-- Material provided --
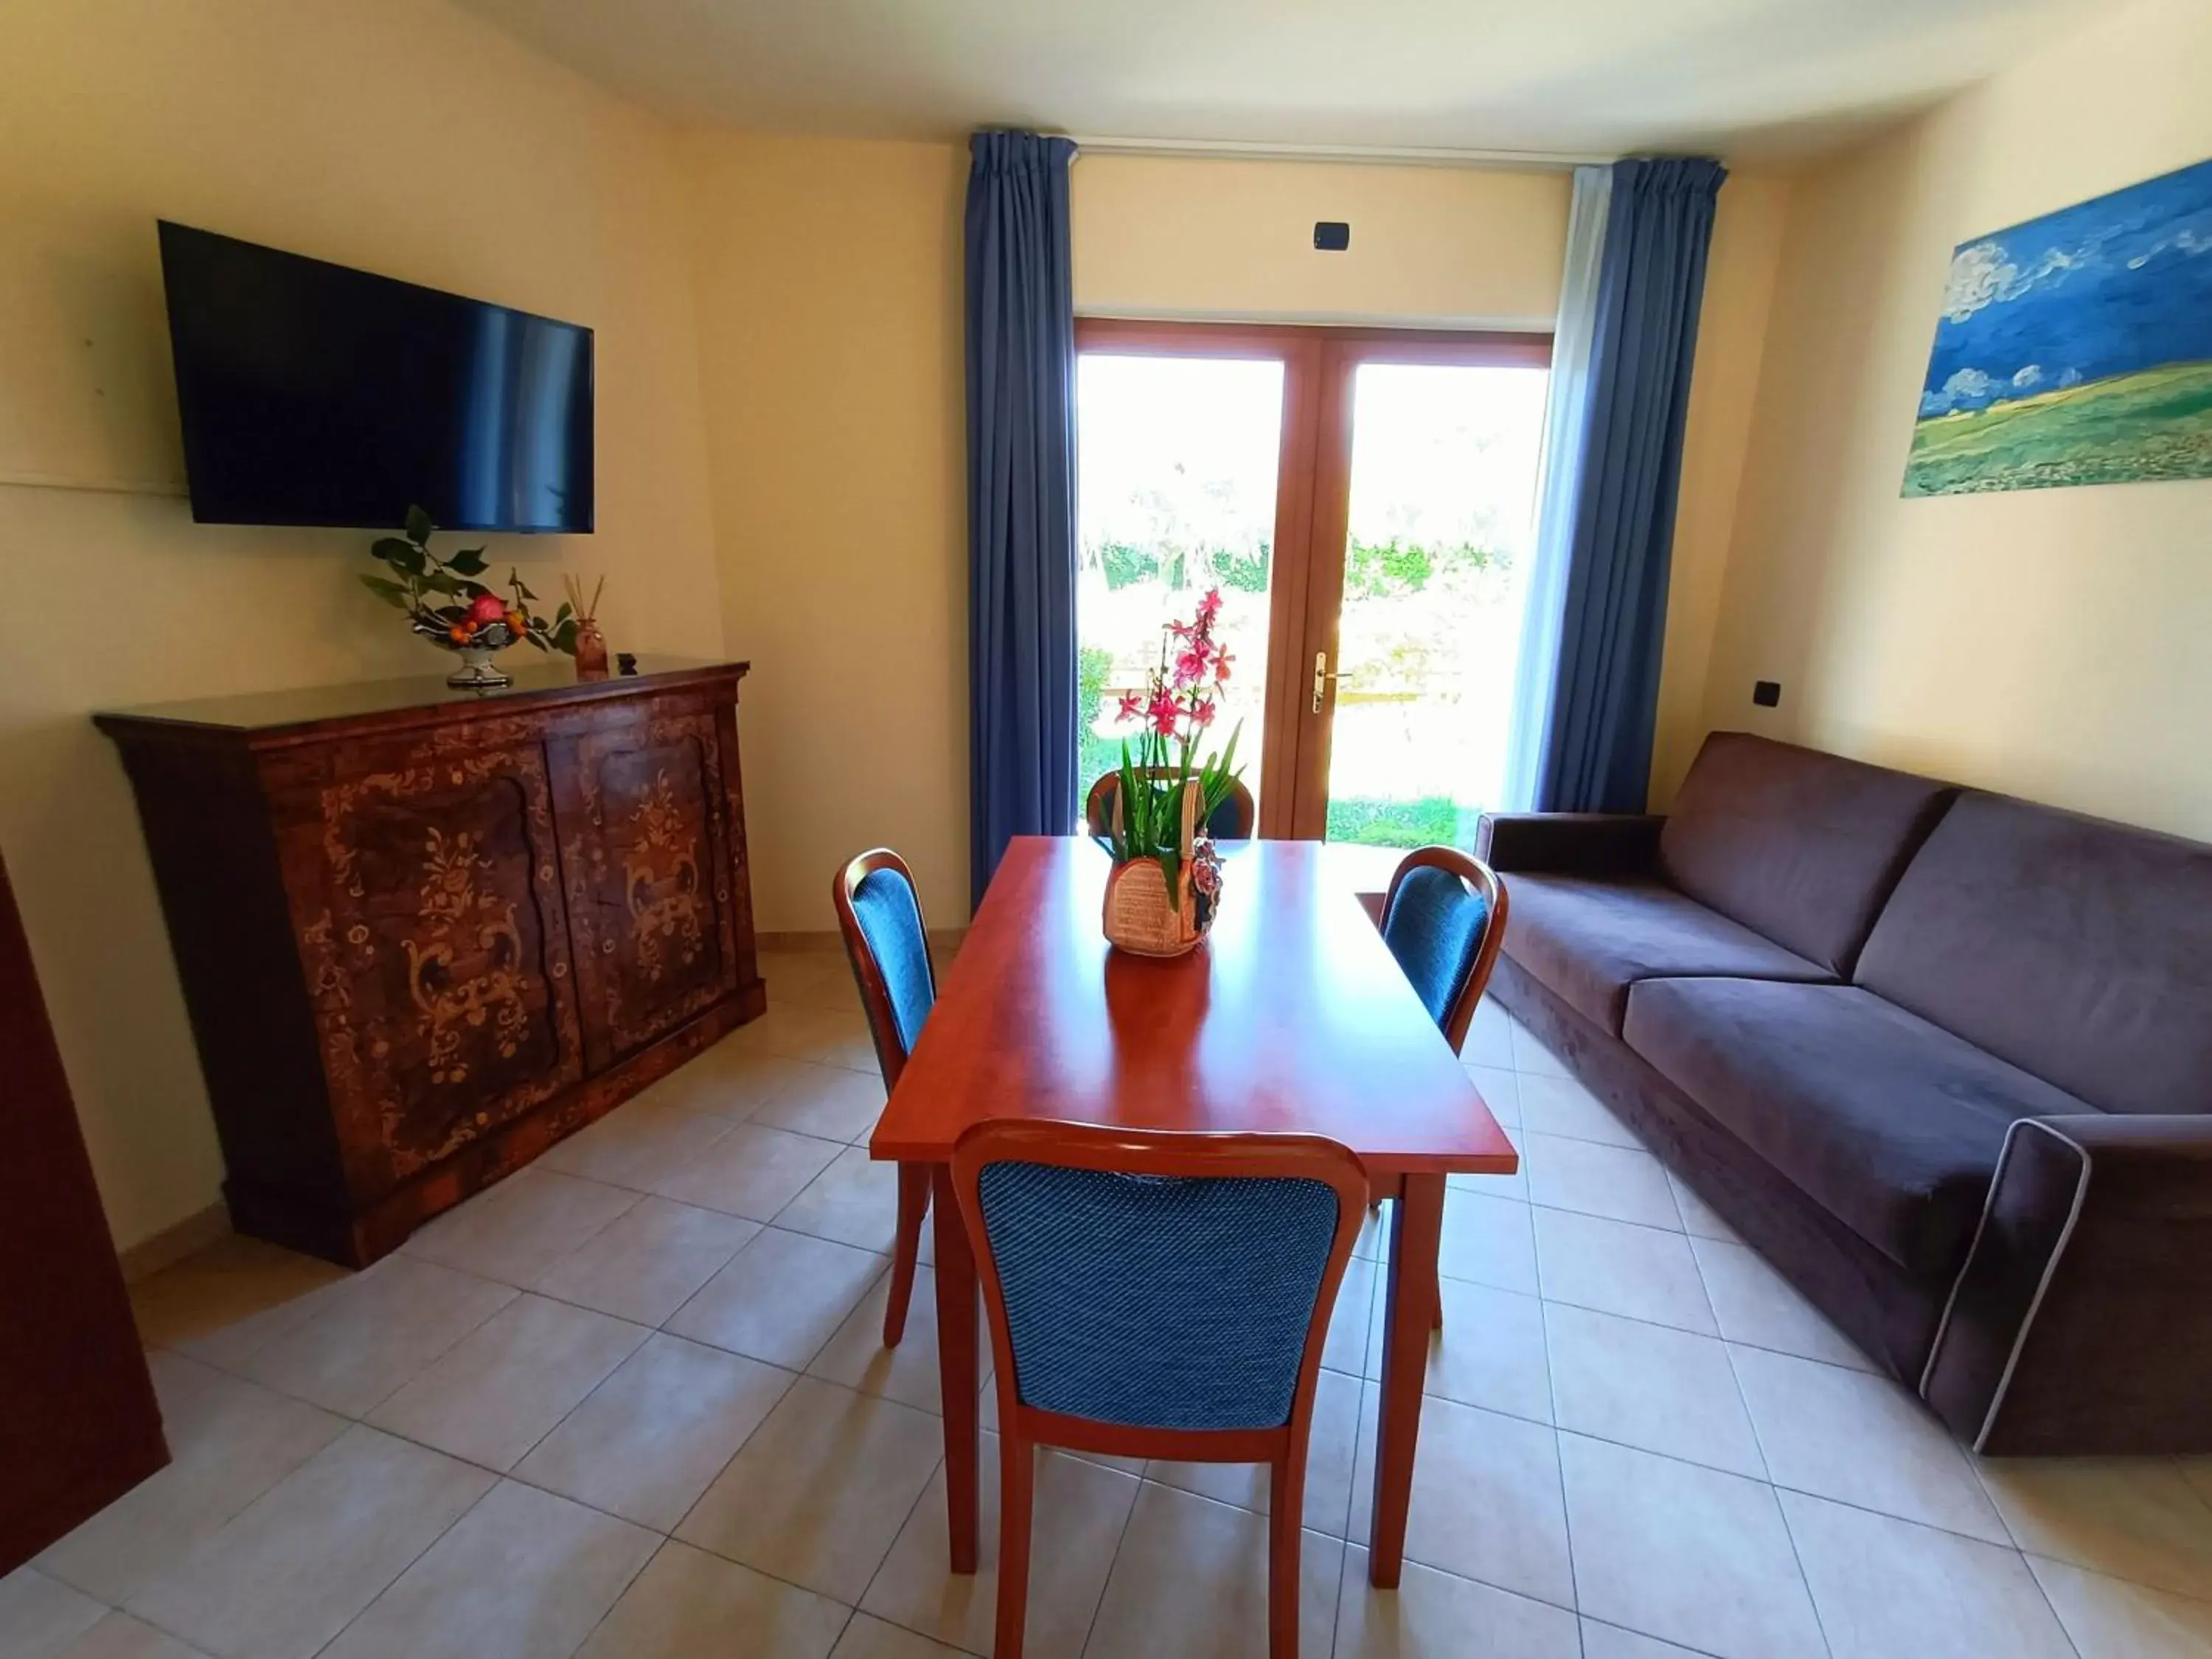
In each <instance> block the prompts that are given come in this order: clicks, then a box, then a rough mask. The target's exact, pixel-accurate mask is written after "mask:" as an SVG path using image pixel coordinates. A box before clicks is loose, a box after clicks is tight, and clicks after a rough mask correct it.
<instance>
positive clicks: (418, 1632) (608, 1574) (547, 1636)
mask: <svg viewBox="0 0 2212 1659" xmlns="http://www.w3.org/2000/svg"><path fill="white" fill-rule="evenodd" d="M657 1544H659V1540H657V1537H655V1535H653V1533H648V1531H644V1528H641V1526H630V1524H628V1522H619V1520H615V1517H613V1515H599V1513H597V1511H591V1509H584V1506H582V1504H571V1502H568V1500H566V1498H555V1495H553V1493H544V1491H538V1489H535V1486H520V1484H515V1482H513V1480H502V1482H500V1484H498V1486H493V1489H491V1493H489V1495H487V1498H484V1500H482V1502H480V1504H478V1506H476V1509H471V1511H469V1513H467V1515H462V1517H460V1520H458V1522H456V1524H453V1528H451V1531H449V1533H447V1535H445V1537H440V1540H438V1542H436V1544H431V1546H429V1551H427V1553H425V1555H422V1557H420V1559H418V1562H416V1564H414V1566H409V1568H407V1571H405V1573H403V1575H400V1577H398V1582H396V1584H394V1586H392V1588H389V1590H385V1593H383V1595H380V1597H376V1599H374V1601H372V1604H369V1610H367V1613H363V1615H361V1617H358V1619H354V1624H349V1626H347V1628H345V1635H341V1637H338V1639H336V1641H334V1644H330V1646H327V1648H325V1650H323V1659H398V1657H400V1655H405V1659H555V1655H568V1652H575V1648H577V1646H580V1644H582V1641H584V1637H586V1635H591V1628H593V1626H595V1624H599V1619H602V1617H604V1615H606V1610H608V1608H611V1606H613V1604H615V1597H619V1595H622V1590H624V1588H626V1586H628V1584H630V1579H633V1577H637V1573H639V1568H641V1566H644V1564H646V1562H648V1559H650V1557H653V1551H655V1546H657Z"/></svg>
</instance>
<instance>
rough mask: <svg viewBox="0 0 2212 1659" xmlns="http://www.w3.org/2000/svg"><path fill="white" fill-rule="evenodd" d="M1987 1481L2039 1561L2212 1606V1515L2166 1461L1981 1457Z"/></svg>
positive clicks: (1981, 1472)
mask: <svg viewBox="0 0 2212 1659" xmlns="http://www.w3.org/2000/svg"><path fill="white" fill-rule="evenodd" d="M1980 1475H1982V1484H1984V1486H1986V1489H1989V1495H1991V1498H1993V1500H1995V1502H1997V1511H2000V1513H2002V1515H2004V1524H2006V1528H2008V1531H2011V1535H2013V1542H2017V1544H2020V1548H2024V1551H2028V1553H2031V1555H2048V1557H2053V1559H2059V1562H2070V1564H2073V1566H2086V1568H2090V1571H2093V1573H2108V1575H2110V1577H2117V1579H2128V1582H2130V1584H2148V1586H2152V1588H2154V1590H2177V1593H2179V1595H2194V1597H2205V1599H2212V1509H2208V1506H2205V1504H2203V1500H2201V1498H2199V1495H2197V1493H2194V1491H2192V1489H2190V1482H2188V1480H2185V1478H2183V1473H2181V1471H2179V1469H2177V1467H2174V1464H2172V1462H2168V1460H2166V1458H1982V1460H1980Z"/></svg>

-- What to work on --
The answer must be every line of the records that holds the string "instance".

-- Answer section --
In each <instance> block the prompts that are given come in this order: clicks, then a box, then a rough mask. The target's exact, pixel-accurate mask is written after "mask:" as an SVG path using image pixel coordinates. A box before clicks is loose, a box after clicks is tight, and clicks after a rough mask correct it.
<instance>
</instance>
<instance>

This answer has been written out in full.